**Exercise details**:
Please copy word for word the items below, starting at the line that contains "Objective — one point per instance of the price" and continuing through the last line of the items.

**Source material**:
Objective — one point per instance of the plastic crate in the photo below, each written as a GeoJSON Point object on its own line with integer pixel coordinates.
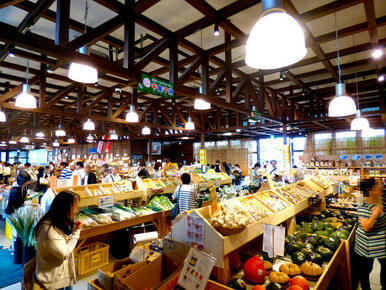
{"type": "Point", "coordinates": [91, 257]}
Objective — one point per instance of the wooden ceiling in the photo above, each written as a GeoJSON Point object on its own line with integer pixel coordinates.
{"type": "Point", "coordinates": [173, 39]}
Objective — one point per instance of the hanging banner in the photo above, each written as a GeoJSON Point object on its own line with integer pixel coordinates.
{"type": "Point", "coordinates": [155, 86]}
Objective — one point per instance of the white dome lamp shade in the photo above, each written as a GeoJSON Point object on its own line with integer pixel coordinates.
{"type": "Point", "coordinates": [200, 104]}
{"type": "Point", "coordinates": [277, 40]}
{"type": "Point", "coordinates": [89, 125]}
{"type": "Point", "coordinates": [146, 130]}
{"type": "Point", "coordinates": [189, 125]}
{"type": "Point", "coordinates": [3, 118]}
{"type": "Point", "coordinates": [341, 105]}
{"type": "Point", "coordinates": [83, 73]}
{"type": "Point", "coordinates": [132, 116]}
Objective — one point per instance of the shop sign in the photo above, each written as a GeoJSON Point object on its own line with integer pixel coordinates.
{"type": "Point", "coordinates": [256, 117]}
{"type": "Point", "coordinates": [155, 86]}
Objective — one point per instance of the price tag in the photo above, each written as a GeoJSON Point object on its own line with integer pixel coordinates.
{"type": "Point", "coordinates": [106, 201]}
{"type": "Point", "coordinates": [213, 199]}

**Response to this task**:
Objective — one point per instance of the price tag in the photo above, each written as a GeoJSON Point object on its own line with integer pixel coordinates.
{"type": "Point", "coordinates": [106, 201]}
{"type": "Point", "coordinates": [213, 199]}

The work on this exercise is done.